** BEGIN Dataset content **

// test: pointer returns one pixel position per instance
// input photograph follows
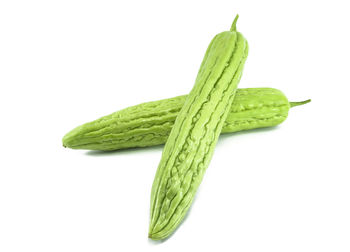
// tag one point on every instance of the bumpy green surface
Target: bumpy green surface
(192, 140)
(149, 124)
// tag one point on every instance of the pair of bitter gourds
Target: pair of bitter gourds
(189, 126)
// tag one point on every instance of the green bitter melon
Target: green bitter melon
(150, 123)
(192, 140)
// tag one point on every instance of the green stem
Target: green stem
(233, 26)
(293, 104)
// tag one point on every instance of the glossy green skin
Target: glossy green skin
(150, 123)
(192, 140)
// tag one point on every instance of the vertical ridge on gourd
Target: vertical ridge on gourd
(192, 140)
(150, 123)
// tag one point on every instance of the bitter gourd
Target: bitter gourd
(149, 124)
(192, 140)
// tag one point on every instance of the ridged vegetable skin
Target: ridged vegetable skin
(150, 123)
(192, 140)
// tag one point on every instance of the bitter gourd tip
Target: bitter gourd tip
(233, 26)
(293, 104)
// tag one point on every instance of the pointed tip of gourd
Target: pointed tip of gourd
(294, 104)
(233, 26)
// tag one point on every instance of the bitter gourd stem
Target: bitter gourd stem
(233, 26)
(293, 104)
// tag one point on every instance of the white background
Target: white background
(63, 63)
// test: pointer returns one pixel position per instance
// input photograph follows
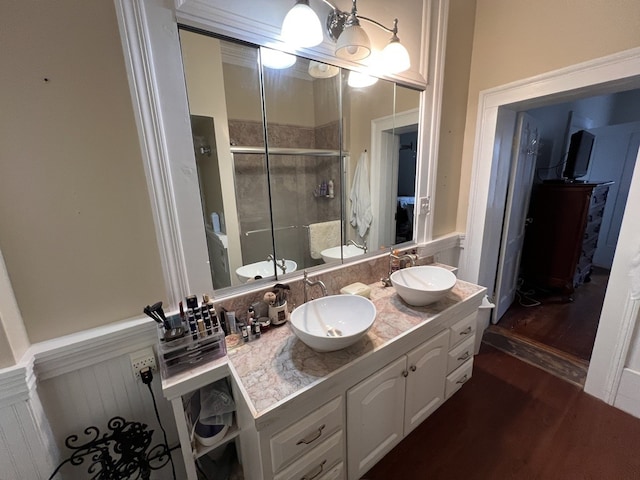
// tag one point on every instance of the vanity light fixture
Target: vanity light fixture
(352, 41)
(322, 70)
(301, 26)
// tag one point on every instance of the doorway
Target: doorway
(620, 311)
(540, 314)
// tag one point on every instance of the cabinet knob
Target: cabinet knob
(466, 331)
(315, 436)
(318, 471)
(464, 356)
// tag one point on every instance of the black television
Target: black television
(579, 154)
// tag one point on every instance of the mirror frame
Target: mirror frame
(149, 32)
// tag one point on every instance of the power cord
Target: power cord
(147, 377)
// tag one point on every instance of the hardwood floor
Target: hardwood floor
(566, 326)
(515, 421)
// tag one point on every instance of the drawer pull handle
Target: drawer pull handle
(315, 437)
(466, 331)
(464, 356)
(320, 468)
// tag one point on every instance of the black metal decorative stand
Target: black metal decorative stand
(120, 454)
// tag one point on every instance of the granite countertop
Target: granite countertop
(278, 366)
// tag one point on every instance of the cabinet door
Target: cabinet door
(427, 366)
(375, 412)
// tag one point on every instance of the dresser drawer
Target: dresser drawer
(460, 354)
(302, 436)
(458, 378)
(318, 462)
(462, 330)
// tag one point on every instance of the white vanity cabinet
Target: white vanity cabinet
(302, 442)
(386, 406)
(461, 348)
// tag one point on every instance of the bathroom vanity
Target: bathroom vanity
(303, 414)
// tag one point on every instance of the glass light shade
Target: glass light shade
(353, 43)
(276, 59)
(360, 80)
(395, 57)
(322, 70)
(301, 26)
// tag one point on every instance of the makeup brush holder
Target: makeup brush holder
(190, 350)
(278, 314)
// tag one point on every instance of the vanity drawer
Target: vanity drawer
(336, 473)
(318, 462)
(458, 378)
(302, 436)
(462, 330)
(460, 354)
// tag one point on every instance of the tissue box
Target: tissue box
(357, 288)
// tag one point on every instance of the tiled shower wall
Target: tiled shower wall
(293, 181)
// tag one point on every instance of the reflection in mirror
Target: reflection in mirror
(225, 102)
(302, 105)
(307, 167)
(384, 119)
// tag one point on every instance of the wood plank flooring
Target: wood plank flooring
(566, 326)
(515, 421)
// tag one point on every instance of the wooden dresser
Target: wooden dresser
(562, 235)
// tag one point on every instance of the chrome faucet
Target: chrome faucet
(308, 283)
(357, 245)
(282, 265)
(386, 281)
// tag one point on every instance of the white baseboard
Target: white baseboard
(628, 396)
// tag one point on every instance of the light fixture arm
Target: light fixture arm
(337, 19)
(393, 30)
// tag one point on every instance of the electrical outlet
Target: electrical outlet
(143, 359)
(425, 207)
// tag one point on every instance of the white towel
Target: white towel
(323, 235)
(361, 216)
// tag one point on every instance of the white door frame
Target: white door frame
(609, 74)
(384, 174)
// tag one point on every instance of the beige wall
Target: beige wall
(76, 229)
(454, 110)
(517, 39)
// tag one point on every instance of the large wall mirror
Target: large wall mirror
(299, 164)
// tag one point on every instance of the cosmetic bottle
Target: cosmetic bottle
(193, 326)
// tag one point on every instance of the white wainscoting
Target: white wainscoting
(77, 381)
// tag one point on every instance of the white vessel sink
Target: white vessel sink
(422, 285)
(263, 269)
(352, 315)
(332, 254)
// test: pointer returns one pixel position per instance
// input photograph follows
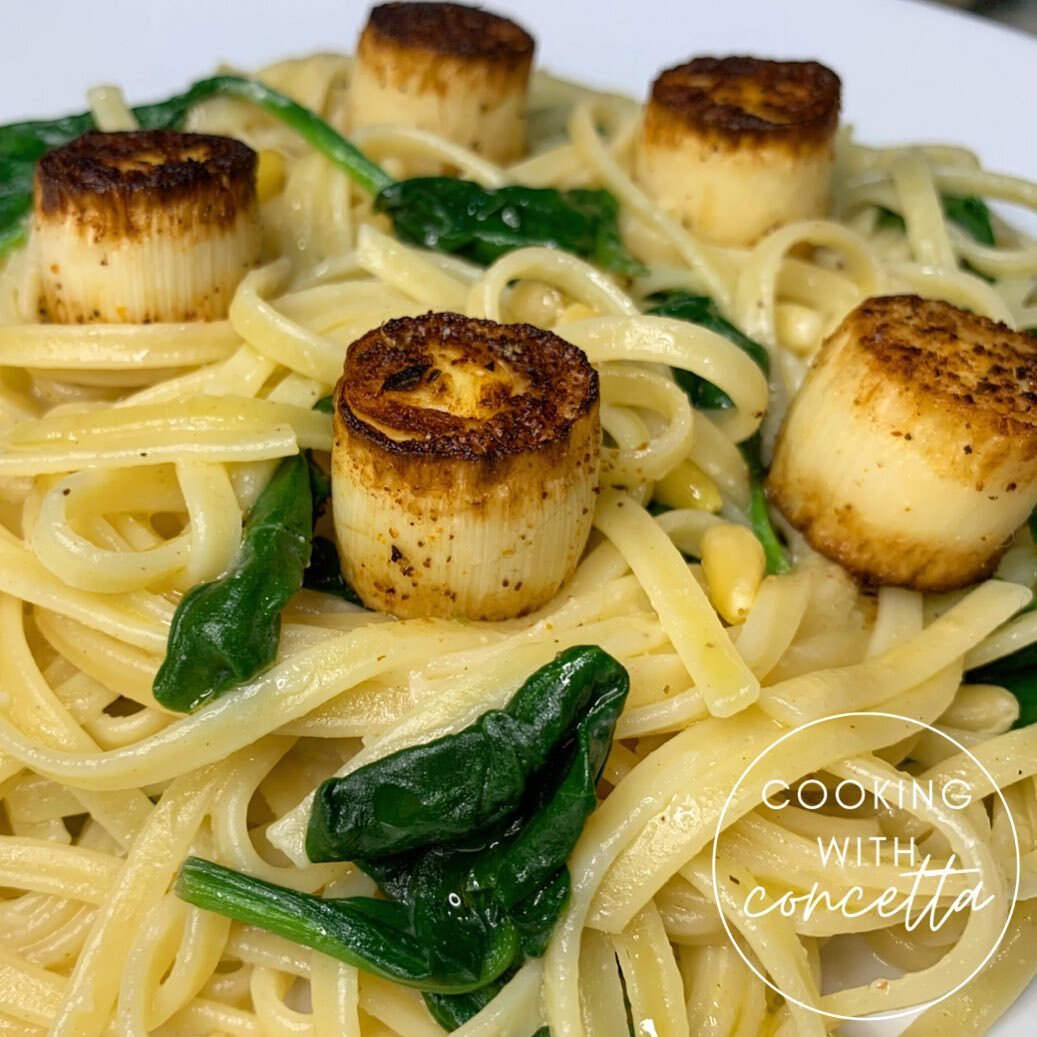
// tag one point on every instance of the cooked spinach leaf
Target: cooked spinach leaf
(225, 632)
(481, 224)
(470, 887)
(702, 310)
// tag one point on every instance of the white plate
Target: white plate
(911, 72)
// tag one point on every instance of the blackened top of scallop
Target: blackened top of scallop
(399, 387)
(450, 28)
(734, 99)
(120, 170)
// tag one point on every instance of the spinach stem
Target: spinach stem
(310, 127)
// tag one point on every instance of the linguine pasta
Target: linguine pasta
(129, 454)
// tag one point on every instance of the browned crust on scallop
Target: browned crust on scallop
(972, 368)
(449, 29)
(737, 102)
(872, 556)
(949, 390)
(119, 179)
(388, 363)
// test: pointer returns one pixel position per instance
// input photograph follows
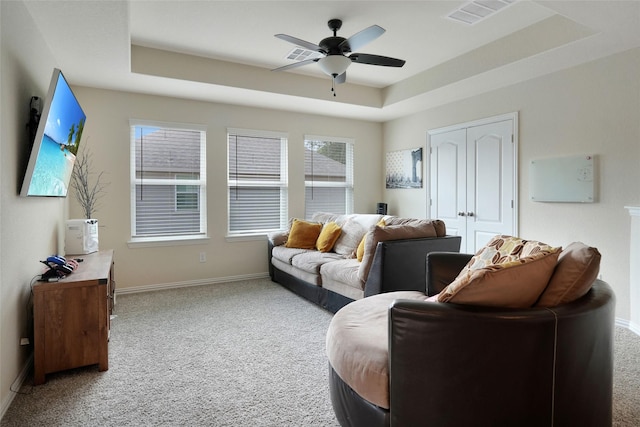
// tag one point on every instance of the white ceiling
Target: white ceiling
(223, 51)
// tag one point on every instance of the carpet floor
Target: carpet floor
(245, 353)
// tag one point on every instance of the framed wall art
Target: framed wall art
(404, 168)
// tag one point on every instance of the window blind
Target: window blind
(328, 175)
(168, 181)
(257, 182)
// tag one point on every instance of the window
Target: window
(328, 169)
(168, 181)
(187, 196)
(257, 182)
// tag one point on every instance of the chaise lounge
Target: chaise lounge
(406, 358)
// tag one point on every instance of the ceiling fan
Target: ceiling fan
(335, 62)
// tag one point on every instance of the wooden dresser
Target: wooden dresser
(72, 317)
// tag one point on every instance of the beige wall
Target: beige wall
(106, 134)
(590, 109)
(29, 227)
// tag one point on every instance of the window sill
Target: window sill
(149, 242)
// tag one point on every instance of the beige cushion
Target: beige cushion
(578, 267)
(390, 232)
(351, 235)
(328, 236)
(303, 234)
(358, 344)
(438, 225)
(507, 272)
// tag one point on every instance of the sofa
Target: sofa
(470, 355)
(334, 259)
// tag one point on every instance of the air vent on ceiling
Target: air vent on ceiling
(477, 10)
(300, 54)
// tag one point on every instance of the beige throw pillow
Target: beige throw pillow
(515, 284)
(507, 272)
(578, 267)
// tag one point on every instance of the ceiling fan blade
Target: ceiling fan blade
(299, 42)
(365, 58)
(296, 64)
(362, 38)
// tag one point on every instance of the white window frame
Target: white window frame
(348, 184)
(177, 239)
(282, 183)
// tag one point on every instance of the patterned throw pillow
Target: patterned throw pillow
(507, 272)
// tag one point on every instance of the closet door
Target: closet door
(448, 180)
(490, 183)
(473, 181)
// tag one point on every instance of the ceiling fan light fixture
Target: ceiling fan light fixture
(334, 65)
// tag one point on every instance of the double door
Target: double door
(473, 180)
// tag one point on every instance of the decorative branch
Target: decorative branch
(87, 194)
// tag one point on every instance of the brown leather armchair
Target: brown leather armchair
(461, 365)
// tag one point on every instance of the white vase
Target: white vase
(81, 236)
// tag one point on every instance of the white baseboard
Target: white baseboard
(628, 325)
(24, 373)
(175, 285)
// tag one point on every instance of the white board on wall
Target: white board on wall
(562, 179)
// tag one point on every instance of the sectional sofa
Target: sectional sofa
(333, 260)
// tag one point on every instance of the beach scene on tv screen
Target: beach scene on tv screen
(59, 145)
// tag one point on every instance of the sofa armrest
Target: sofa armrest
(399, 265)
(443, 268)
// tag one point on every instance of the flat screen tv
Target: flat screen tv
(56, 142)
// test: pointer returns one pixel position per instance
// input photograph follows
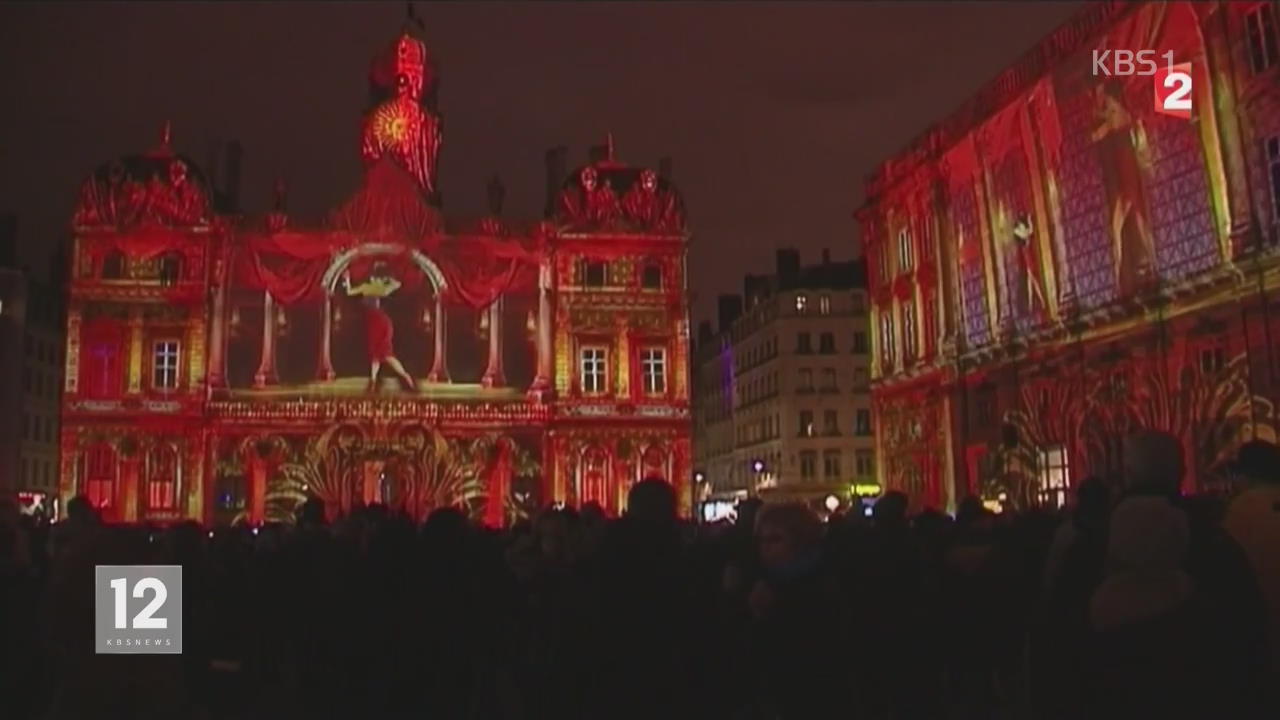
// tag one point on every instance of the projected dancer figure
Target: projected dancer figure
(1116, 139)
(1023, 233)
(378, 326)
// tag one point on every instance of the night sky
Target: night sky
(773, 113)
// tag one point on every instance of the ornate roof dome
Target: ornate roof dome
(158, 187)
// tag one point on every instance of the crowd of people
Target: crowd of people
(1133, 602)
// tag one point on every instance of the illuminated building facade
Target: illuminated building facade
(224, 368)
(782, 408)
(31, 319)
(1057, 263)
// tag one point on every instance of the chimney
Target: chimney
(704, 332)
(557, 159)
(211, 164)
(730, 309)
(59, 269)
(497, 192)
(8, 240)
(754, 290)
(787, 267)
(234, 154)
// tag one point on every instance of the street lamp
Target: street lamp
(695, 492)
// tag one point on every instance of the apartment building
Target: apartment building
(782, 405)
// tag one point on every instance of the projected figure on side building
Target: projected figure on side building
(1118, 137)
(378, 326)
(1024, 235)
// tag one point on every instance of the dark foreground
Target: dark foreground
(579, 616)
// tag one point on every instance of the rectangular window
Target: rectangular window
(864, 463)
(1274, 174)
(909, 341)
(887, 340)
(1055, 477)
(828, 379)
(863, 422)
(831, 464)
(650, 278)
(805, 381)
(164, 364)
(859, 342)
(1211, 360)
(805, 423)
(1261, 30)
(808, 464)
(653, 368)
(931, 324)
(831, 422)
(804, 343)
(827, 343)
(593, 370)
(593, 273)
(860, 379)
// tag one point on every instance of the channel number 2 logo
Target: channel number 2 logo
(138, 609)
(1174, 90)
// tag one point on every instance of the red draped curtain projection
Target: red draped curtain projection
(476, 269)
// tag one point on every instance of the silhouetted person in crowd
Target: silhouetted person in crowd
(796, 648)
(649, 604)
(1072, 572)
(1253, 522)
(1176, 618)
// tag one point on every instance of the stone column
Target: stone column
(128, 492)
(493, 374)
(218, 340)
(135, 350)
(325, 368)
(439, 364)
(257, 490)
(265, 374)
(542, 386)
(71, 363)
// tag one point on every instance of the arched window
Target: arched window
(101, 373)
(170, 269)
(161, 478)
(97, 474)
(650, 277)
(593, 477)
(654, 464)
(113, 265)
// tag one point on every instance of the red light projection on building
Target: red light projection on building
(1101, 265)
(224, 368)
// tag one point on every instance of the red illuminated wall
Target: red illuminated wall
(219, 368)
(1089, 255)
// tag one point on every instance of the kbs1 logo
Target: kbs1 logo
(1173, 82)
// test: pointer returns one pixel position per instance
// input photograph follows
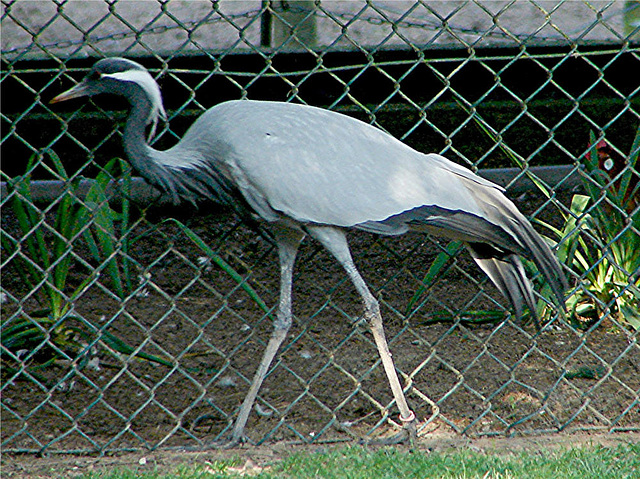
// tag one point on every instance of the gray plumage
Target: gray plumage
(305, 170)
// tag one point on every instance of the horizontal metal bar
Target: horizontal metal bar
(556, 177)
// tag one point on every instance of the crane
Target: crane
(303, 170)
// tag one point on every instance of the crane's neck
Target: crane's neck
(146, 160)
(183, 172)
(140, 154)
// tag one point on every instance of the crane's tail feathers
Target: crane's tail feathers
(495, 243)
(507, 273)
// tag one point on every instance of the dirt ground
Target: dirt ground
(472, 384)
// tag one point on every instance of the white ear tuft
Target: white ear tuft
(151, 88)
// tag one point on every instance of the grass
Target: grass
(621, 461)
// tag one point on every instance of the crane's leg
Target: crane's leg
(288, 240)
(336, 242)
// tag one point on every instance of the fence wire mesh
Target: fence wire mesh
(122, 329)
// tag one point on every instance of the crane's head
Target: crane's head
(123, 77)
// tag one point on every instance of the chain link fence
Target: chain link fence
(123, 329)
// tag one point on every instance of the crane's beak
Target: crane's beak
(81, 89)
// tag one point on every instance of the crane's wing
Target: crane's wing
(328, 168)
(316, 166)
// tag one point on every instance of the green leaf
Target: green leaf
(222, 264)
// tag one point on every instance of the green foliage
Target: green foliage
(599, 241)
(43, 256)
(222, 264)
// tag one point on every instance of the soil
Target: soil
(470, 380)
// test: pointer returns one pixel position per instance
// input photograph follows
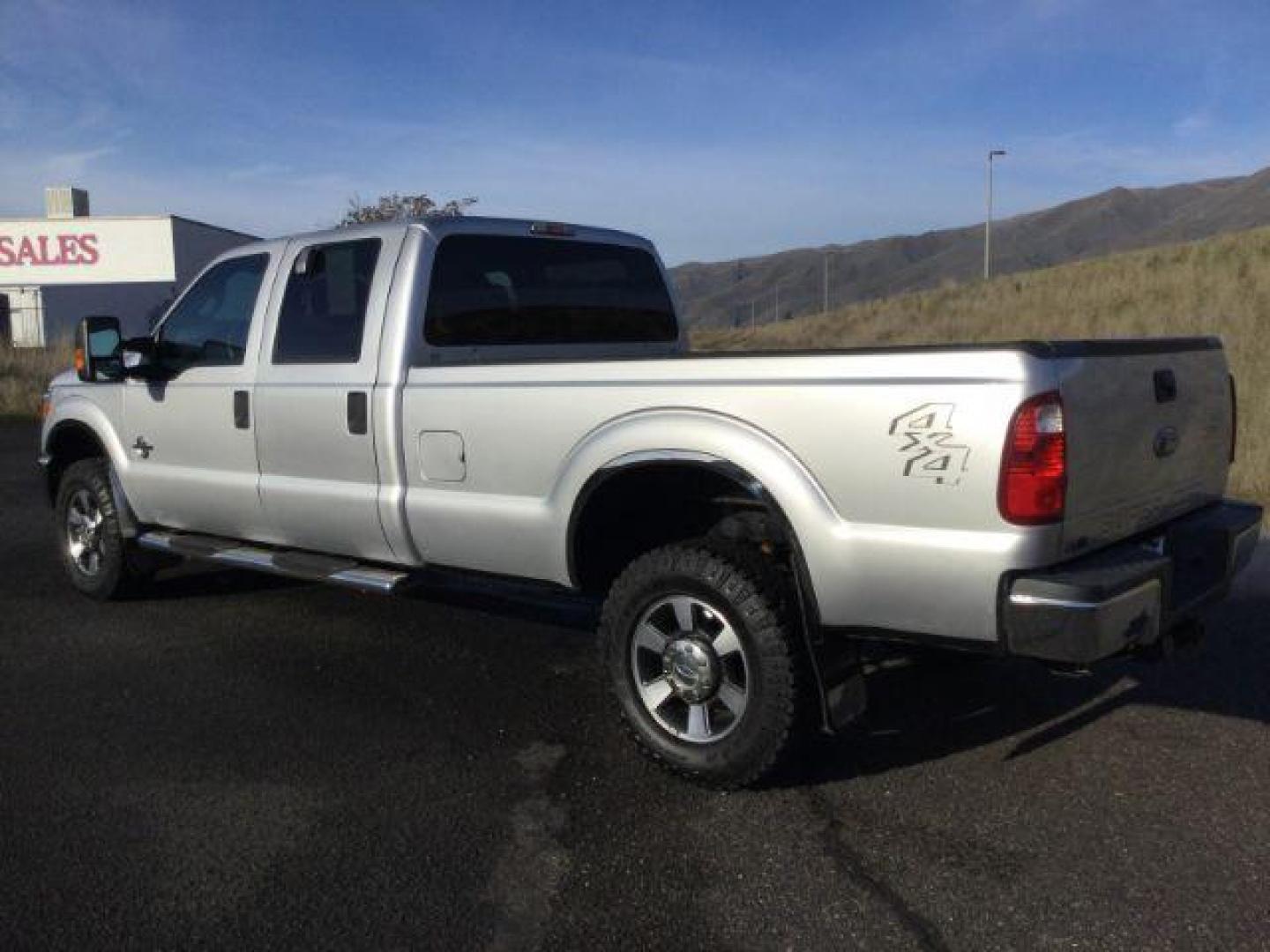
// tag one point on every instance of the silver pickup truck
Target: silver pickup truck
(516, 398)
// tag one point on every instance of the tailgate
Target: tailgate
(1148, 428)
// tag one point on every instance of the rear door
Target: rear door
(190, 438)
(1148, 435)
(315, 433)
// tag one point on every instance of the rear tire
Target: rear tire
(100, 562)
(705, 663)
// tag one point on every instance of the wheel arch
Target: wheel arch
(79, 432)
(715, 450)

** END Dataset content **

Aim
Extract exactly the lines above from the line containing "the fence wire mesh" through the last one, both ends included, but not the pictures.

The completed task
// tag one point on every instance of the fence wire mesh
Target: fence wire mesh
(122, 329)
// tag one point on every instance of the crane's head
Target: crane's head
(123, 77)
// tag one point on every instance of the chain link fence
Target: chain link fence
(123, 329)
// tag one point on every instance of the crane's beak
Target: crane's beak
(81, 89)
// tag one point on every instance of the crane's wing
Target: crane's wing
(328, 168)
(316, 166)
// tag one point on every instance of the green leaf
Target: green leaf
(222, 264)
// tag one point on every instance of the green foliage
Target: green foliage
(599, 241)
(43, 256)
(222, 264)
// tag one point on every instance of the soil
Target: soil
(470, 380)
// test: pointer returns one pixel position per instance
// input photograph follows
// tag one point on every instance of the silver pickup truck
Target: silver pickup truck
(516, 398)
// tag one point on every instance of the tailgate
Target: tailgate
(1148, 428)
// tag one point on every instance of the rear door
Target: rear door
(190, 438)
(1148, 435)
(315, 433)
// tag one point on every instance of the rear tire
Target: rear tire
(100, 562)
(705, 663)
// tag one point on every instance of the wheel arch
Target: wheel arch
(79, 432)
(715, 450)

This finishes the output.